## [目的]
以下の行を空行を除いて、「番号」と「内容」の2列からなるMarkdownの表にしてもらえますか？画像は回答に含めないでください。

┄┄┄┄┄┄┄┄┄┄

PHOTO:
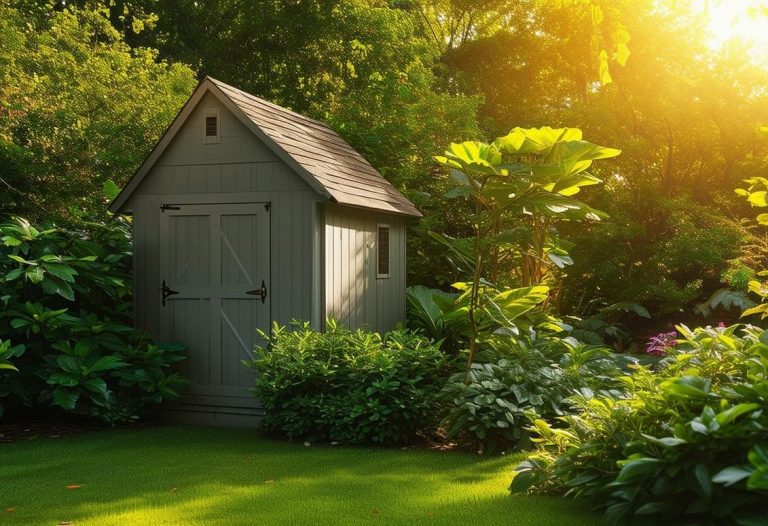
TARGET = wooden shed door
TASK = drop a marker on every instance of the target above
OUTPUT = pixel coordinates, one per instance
(215, 267)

┄┄┄┄┄┄┄┄┄┄

## [記述回答]
| 番号 | 内容 |
|---|---|
| 1 | PHOTO: |
| 2 | TARGET = wooden shed door |
| 3 | TASK = drop a marker on every instance of the target above |
| 4 | OUTPUT = pixel coordinates, one per instance |
| 5 | (215, 267) |